**Work instruction 1:** List the osteosarcoma cell lines in which the passage on Livin in osteosarcoma examined Livin protein expression by western blot.
**Work instruction 2:** In the passage on Livin in osteosarcoma, by what percentages did the Livin-specific shRNA reduce Livin mRNA and protein levels compared with control shRNA?

**Passage provided:**
****************************************

We first examined the expression of Livin protein by western blot analysis in several osteosarcoma cell lines (MG-63, U2-OS and Saos-2). As shown in Fig. 1A, relative high expression of Livin protein was observed in all analyzed cell lines. To further characterize the biological role of Livin in osteosarcoma, we employed an RNAi approach to knockdown Livin expression in U2-OS cells expressing the highest level of endogenous Livin. Stable transformants were obtained by G418 selection and identified by quantitative real-time PCR and western blot analysis. The results showed that the Livin mRNA and protein levels in cells transfected with specific shRNA for Livin were significantly reduced by 70 and 73%, respectively, compared with those transfected with control shRNA (P < 0.01, Fig. 1B and C). Thus, the specific shRNA targeting Livin mRNA could effectively knockdown Livin expression at both transcriptional and translational levels.

Stable knockdown of Livin expression decreased cell proliferation and in vitro tumorigenic potential of U2-OS cells

Next, we evaluated the effects of shRNA-mediated stable knockdown of Livin expression on anchorage-independent growth by the colony formation assay. Compared with U2-OS cells expressing control shRNA, U2-OS cells with Livin knockdown produced fewer and smaller colonies, suggesting a reduced in vitro tumorigenic potential (P<0.01, Fig. 2A). In addition, the effects of Livin knockdown on cell proliferation was also assessed by the MTT assay. As illustrated in Fig. 2B, suppression of Livin resulted in a significant decrease in the proliferation rate of U2-OS cells at 48, 72 and 96 h (P<0.01). Together, our data indicate that Livin contributes to cell proliferation and in vitro tumorigenic potential of U2-OS cells.

Stable knockdown of Livin expression induced apoptosis and cell cycle G1-S phase arrest in U2-OS cells in vitro

To explore the possible mechanisms underlying the actions of Livin on the growth of U2-OS cells, we evaluated the cell cycle distribution in Livin shRNA transfected cells and control cells by using flow cytometry analysis. Fig. 3A shows that Livin depletion in U2-OS cells caused an accumulation of cells in the G0/G1 phase and a decrease in the S phase and G2/M phase as compared with control shRNA transfected cells. Consistently, a significant decreased level of cyclin D1 was detected in Livin shRNA transfected cells (P<0.01, Fig. 3B). These data suggest that downregulation of Livin arrests cell cycle at the G0/G1 phase, thereby regulating osteosarcoma cell growth.

****************************************

**Information supplied:**
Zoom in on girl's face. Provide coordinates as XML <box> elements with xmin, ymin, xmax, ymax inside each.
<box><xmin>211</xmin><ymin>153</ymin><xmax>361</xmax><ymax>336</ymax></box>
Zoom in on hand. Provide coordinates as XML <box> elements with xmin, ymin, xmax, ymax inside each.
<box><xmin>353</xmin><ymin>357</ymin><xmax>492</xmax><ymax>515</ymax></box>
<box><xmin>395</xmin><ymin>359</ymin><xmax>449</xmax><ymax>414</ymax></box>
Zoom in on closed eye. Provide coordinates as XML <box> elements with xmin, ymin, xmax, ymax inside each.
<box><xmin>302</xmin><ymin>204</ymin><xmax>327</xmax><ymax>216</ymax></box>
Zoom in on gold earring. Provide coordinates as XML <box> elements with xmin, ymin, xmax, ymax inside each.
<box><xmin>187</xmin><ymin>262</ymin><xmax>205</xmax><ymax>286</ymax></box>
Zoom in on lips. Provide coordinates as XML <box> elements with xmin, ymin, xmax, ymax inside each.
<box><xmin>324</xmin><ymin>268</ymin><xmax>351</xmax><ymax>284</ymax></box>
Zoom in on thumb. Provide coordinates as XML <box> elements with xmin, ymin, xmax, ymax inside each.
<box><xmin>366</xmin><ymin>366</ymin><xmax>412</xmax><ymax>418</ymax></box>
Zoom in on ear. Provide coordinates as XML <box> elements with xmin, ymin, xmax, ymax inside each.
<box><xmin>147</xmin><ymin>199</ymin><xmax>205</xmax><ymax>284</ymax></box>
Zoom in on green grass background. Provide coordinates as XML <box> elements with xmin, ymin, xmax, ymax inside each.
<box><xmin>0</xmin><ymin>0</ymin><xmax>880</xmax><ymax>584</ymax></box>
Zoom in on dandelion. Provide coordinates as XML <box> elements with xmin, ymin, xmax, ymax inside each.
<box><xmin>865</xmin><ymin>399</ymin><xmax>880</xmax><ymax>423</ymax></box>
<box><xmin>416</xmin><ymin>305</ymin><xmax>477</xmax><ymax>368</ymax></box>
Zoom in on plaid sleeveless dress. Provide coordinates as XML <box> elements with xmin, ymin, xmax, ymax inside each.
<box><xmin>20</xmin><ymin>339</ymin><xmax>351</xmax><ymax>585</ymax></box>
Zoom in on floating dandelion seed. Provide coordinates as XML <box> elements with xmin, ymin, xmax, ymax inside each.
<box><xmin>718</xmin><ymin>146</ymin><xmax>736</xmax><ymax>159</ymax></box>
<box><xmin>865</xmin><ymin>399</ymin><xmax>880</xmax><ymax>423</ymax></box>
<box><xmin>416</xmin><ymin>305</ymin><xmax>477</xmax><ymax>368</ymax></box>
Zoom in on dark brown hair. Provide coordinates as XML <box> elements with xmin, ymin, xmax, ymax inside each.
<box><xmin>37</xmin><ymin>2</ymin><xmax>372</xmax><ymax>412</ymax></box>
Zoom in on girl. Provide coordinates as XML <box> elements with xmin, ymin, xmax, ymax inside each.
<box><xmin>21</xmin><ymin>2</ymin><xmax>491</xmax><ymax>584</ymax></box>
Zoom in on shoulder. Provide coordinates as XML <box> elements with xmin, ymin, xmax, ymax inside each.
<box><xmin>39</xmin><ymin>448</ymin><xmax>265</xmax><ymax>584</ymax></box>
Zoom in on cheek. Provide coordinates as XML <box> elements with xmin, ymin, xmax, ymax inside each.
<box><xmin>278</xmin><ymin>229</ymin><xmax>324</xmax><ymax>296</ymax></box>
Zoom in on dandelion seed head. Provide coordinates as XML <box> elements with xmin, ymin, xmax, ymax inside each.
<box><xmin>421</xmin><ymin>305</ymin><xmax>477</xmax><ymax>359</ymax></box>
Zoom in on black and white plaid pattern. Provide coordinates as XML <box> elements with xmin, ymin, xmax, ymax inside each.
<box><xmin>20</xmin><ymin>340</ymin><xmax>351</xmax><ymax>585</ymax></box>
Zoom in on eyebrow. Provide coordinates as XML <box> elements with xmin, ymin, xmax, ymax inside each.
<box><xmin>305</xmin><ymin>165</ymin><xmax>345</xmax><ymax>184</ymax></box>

****************************************

**Response area 1:** MG-63, U2-OS, Saos-2

**Response area 2:** Livin mRNA was reduced by 70% and Livin protein by 73%.